Petrodollars have dominated the global energy markets for more than 40 years. But now, China is looking to change that by replacing the word dollars for yuan. Nations, of course, have tried this before since the system was set up by former US Secretary of State Henry Kissinger in tandem with the House of Saud back in 1974
Vast populations across the Middle East and Northern Africa quickly felt the consequences when Iraq's Saddam Hussein decided to sell oil in euros. Then there was Libya's Muammar Gaddafi's pan-African gold dinar blueprint, which failed to create a splash in an oil barrel.
Fast forward 25 years and China is making a move to break the United States petrodollar stranglehold. The plan is to set up oil-futures trading in the yuan, which will be fully convertible into gold on the Shanghai and Hong Kong foreign exchange markets.
The Shanghai Futures Exchange and its subsidiary, the Shanghai International Energy Exchange (INE), have already run four simulations for crude futures.
It was expected to be rolled out by the end of this year, but that looks unlikely to happen. But when it does get off the ground in 2018, the fundamentals will be clear – this triple oil-yuan-gold route will bypass the mighty green back.
The era of the petroyuan will be at hand.
Still, there are questions on how Beijing will technically set up a rival futures market in crude oil to Brent and WTI, and how China's capital controls will influence it.
Bejing has been quite discreet on this. The petroyuan was not even mentioned in the National Development and Reform Commission documents following the 19th National Congress of the Communist Party last October.
What is certain is that the BRICS, the acronym for Brazil, Russia, India, China and South Africa, did support the petroyuan move at their summit in Xiamen earlier this year. Diplomats confirmed that to Asia Times.
Venezuela is also on board. It is crucial to remember that Russia is number two and Venezuela is number seven among the world's Top 10 oil producers. Beijing already has close economic ties with Moscow, while it is distinctly possible that other producers will join the club.
"This contract has the potential to greatly help China's push for yuan internationalization," Yao Wei, chief China economist at Societe Generale in Paris, said when he hit the nail firmly on the head.

Named-object pointing records:
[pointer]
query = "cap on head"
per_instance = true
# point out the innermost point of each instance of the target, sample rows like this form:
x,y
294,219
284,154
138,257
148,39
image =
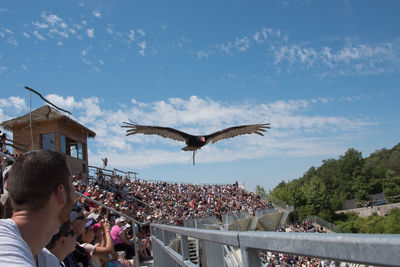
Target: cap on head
x,y
120,219
6,170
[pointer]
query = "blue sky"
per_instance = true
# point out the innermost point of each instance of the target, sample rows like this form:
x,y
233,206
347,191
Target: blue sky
x,y
325,74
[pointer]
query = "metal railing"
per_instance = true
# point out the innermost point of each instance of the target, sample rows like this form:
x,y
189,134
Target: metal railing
x,y
371,249
5,157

### To do
Resume the article on China's petroyuan plan, picking up after its final sentence.

### The reply
An extensive report by DBS in Singapore also hits most of the right notes, linking the internationalization of the yuan with the expansion of the grandiose Belt and Road Initiative.
Next year, six major BRI projects will be on the table.
Mega infrastructure developments will include the Jakarta-Bandung high-speed railway, the China-Laos railway and the Addis Ababa-Djibouti railway. The other key projects will be the Hungary-Serbia railway, the Melaka Gateway project in Malaysia and the upgrading of Gwadar port in Pakistan.
HSBC has estimated that the expansive Belt and Road program will generate no less than an additional, game-changing US$2.5 trillion worth of new trade a year.
It is important to remember that the "belt" in BRI is a series of corridors connecting Eastern China with oil-gas rich regions in Central Asia and the Middle East. The high-speed rail networks, or new "Silk Roads", will simply traverse regions filled with, what else, un-mined gold.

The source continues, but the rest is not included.